**WHAT THIS TASK INVOLVES**
Output the line with "In this exercise you will label the crenellated" and every following line to the end of the material, exactly as they appear.

**DATA EXCERPTS**
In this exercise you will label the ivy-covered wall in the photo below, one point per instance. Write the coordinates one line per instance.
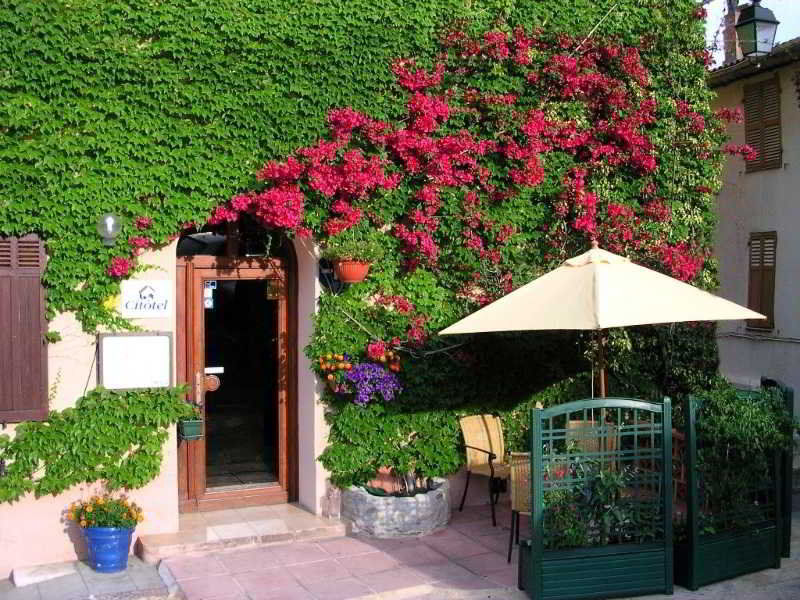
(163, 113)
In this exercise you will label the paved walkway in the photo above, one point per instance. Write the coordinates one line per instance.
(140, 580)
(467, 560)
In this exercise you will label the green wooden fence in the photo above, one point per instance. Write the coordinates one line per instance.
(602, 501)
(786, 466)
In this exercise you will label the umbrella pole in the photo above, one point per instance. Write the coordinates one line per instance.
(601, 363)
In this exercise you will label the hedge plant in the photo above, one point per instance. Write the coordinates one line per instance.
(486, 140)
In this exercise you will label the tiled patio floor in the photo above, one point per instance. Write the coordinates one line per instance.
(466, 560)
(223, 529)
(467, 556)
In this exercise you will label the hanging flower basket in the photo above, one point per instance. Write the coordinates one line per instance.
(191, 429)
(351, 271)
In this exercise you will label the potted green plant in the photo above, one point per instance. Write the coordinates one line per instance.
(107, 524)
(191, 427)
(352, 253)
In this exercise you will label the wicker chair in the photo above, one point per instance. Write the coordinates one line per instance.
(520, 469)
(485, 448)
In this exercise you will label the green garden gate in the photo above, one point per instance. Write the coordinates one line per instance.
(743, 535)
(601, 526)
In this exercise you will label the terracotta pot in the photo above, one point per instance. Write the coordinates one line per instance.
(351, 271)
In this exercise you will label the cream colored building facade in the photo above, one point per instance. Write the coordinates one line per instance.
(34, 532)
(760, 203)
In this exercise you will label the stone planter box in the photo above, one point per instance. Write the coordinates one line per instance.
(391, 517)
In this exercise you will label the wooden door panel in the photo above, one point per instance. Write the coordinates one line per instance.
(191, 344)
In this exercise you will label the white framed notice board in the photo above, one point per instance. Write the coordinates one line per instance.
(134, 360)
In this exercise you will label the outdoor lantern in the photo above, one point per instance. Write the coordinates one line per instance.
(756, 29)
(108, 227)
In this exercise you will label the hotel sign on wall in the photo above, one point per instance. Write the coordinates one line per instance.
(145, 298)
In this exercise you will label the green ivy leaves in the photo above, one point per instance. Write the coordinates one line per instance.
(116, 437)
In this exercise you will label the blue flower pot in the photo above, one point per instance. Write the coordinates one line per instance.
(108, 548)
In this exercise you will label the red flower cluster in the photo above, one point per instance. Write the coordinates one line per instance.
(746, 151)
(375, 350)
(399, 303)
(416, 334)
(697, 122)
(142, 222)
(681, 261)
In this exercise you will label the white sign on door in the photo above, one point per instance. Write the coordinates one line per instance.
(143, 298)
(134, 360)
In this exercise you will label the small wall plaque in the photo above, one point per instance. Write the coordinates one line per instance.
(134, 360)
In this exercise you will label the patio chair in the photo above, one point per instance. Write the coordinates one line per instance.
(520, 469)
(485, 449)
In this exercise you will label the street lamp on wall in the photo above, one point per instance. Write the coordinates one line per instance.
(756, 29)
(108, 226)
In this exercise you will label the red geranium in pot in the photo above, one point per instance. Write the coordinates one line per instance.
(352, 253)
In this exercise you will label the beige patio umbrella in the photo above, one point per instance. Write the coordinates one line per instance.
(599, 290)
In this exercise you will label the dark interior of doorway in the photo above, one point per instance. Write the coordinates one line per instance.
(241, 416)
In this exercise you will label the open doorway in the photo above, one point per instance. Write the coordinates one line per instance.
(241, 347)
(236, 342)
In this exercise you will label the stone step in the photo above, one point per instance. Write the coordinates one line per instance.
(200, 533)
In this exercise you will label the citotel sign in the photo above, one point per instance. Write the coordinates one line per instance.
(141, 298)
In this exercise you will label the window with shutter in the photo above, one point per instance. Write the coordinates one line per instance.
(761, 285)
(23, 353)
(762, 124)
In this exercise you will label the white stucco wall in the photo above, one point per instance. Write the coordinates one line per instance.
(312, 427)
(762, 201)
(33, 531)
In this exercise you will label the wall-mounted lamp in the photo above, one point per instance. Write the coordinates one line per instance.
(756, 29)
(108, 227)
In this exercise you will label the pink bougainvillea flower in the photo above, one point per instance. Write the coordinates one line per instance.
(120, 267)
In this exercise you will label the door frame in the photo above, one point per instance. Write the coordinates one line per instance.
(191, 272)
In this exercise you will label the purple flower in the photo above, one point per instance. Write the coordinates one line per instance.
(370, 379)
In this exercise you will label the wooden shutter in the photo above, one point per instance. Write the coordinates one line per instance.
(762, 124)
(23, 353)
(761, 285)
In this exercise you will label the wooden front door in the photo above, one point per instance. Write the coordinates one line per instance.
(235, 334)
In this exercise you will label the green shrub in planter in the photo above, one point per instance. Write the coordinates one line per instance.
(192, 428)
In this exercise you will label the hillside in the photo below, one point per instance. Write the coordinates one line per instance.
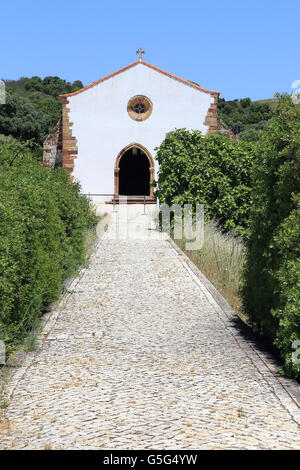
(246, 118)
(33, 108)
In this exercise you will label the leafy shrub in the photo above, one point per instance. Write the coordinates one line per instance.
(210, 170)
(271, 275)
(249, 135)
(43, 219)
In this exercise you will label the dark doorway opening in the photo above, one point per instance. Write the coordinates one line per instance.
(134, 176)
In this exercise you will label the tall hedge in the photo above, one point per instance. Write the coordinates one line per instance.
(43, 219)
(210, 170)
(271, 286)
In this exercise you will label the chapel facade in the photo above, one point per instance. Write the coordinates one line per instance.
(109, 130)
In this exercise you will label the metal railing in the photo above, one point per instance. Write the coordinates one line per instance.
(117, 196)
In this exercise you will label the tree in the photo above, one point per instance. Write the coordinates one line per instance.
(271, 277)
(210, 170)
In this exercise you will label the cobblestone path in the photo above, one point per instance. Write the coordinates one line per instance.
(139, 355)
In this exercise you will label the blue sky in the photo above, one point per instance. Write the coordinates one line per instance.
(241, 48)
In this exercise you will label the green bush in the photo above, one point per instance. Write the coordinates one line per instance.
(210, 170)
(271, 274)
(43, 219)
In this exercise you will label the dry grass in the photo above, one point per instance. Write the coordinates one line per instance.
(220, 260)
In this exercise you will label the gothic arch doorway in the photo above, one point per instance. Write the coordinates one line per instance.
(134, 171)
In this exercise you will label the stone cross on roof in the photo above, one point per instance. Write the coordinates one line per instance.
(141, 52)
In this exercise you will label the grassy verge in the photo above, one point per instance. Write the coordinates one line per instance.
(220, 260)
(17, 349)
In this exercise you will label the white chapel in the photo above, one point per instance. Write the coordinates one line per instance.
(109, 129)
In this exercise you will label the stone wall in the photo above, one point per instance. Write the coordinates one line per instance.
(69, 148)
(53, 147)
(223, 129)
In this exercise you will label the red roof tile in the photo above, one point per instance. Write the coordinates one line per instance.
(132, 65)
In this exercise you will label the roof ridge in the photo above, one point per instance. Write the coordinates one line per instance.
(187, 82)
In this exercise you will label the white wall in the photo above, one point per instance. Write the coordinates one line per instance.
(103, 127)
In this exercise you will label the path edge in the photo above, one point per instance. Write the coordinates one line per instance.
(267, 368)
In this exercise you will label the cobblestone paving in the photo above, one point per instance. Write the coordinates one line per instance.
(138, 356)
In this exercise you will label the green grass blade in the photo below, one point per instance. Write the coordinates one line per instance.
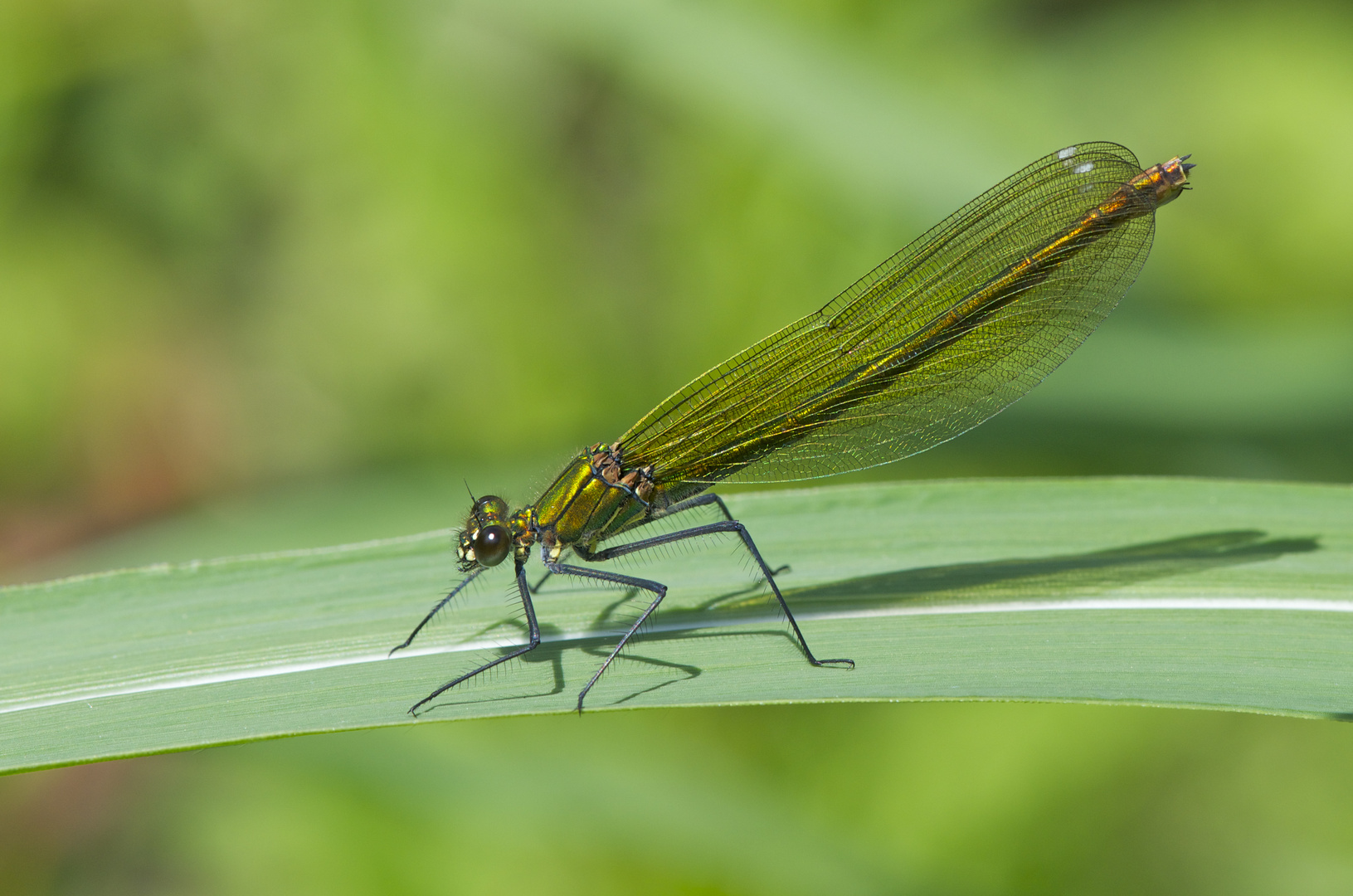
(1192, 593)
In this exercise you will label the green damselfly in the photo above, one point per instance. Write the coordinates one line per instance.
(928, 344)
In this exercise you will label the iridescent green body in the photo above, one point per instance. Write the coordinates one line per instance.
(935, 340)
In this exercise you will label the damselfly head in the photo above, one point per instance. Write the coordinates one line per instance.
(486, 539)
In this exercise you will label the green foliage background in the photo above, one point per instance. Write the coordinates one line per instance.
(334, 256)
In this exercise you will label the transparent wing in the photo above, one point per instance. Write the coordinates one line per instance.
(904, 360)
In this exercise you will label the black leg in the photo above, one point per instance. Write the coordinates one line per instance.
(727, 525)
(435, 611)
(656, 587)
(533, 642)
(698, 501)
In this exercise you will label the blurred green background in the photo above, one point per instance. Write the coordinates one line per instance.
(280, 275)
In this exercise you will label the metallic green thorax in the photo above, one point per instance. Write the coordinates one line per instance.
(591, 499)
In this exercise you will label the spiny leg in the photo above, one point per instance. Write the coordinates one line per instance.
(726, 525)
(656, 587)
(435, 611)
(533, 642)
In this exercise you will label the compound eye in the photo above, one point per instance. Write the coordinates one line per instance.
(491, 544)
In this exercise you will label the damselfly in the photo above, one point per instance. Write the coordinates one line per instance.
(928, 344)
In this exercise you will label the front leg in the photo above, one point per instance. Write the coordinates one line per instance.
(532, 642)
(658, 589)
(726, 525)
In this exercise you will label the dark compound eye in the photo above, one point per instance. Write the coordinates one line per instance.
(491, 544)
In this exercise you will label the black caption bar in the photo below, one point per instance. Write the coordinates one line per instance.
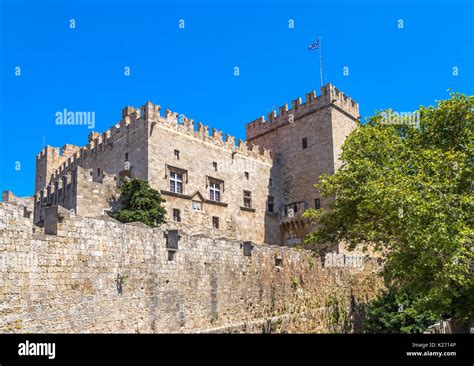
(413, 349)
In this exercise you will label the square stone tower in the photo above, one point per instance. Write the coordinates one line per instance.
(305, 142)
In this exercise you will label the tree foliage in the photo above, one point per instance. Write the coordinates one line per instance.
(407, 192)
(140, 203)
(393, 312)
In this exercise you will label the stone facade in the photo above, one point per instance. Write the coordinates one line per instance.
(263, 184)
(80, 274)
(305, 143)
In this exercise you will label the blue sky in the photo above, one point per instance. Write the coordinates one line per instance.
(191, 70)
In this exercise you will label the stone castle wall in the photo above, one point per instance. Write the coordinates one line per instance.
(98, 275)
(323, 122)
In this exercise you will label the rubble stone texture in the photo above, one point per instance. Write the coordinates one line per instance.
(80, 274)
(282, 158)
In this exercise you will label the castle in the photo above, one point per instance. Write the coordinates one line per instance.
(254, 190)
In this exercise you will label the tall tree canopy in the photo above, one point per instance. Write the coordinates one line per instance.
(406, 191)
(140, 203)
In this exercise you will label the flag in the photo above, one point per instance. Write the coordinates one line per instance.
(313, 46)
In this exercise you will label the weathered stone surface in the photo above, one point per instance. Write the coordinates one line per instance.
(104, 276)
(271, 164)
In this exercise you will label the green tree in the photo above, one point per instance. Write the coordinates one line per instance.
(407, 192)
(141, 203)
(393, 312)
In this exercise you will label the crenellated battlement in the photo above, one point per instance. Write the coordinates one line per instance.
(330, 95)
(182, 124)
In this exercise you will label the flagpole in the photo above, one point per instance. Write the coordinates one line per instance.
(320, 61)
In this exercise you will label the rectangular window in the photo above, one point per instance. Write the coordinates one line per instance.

**ANSWER TO THIS PROBLEM**
In this exercise you will label the crenellated battlement in the photo above, one point per instance. Write the coordinates one line per instance.
(330, 95)
(182, 124)
In this exercise you will label the flagpole in the photo above, one point per instance. Write the coordinates one line per instance.
(320, 61)
In this exercise you will label the rectangular window in the photo above, one point per instance. Write the coordinates one line per instance.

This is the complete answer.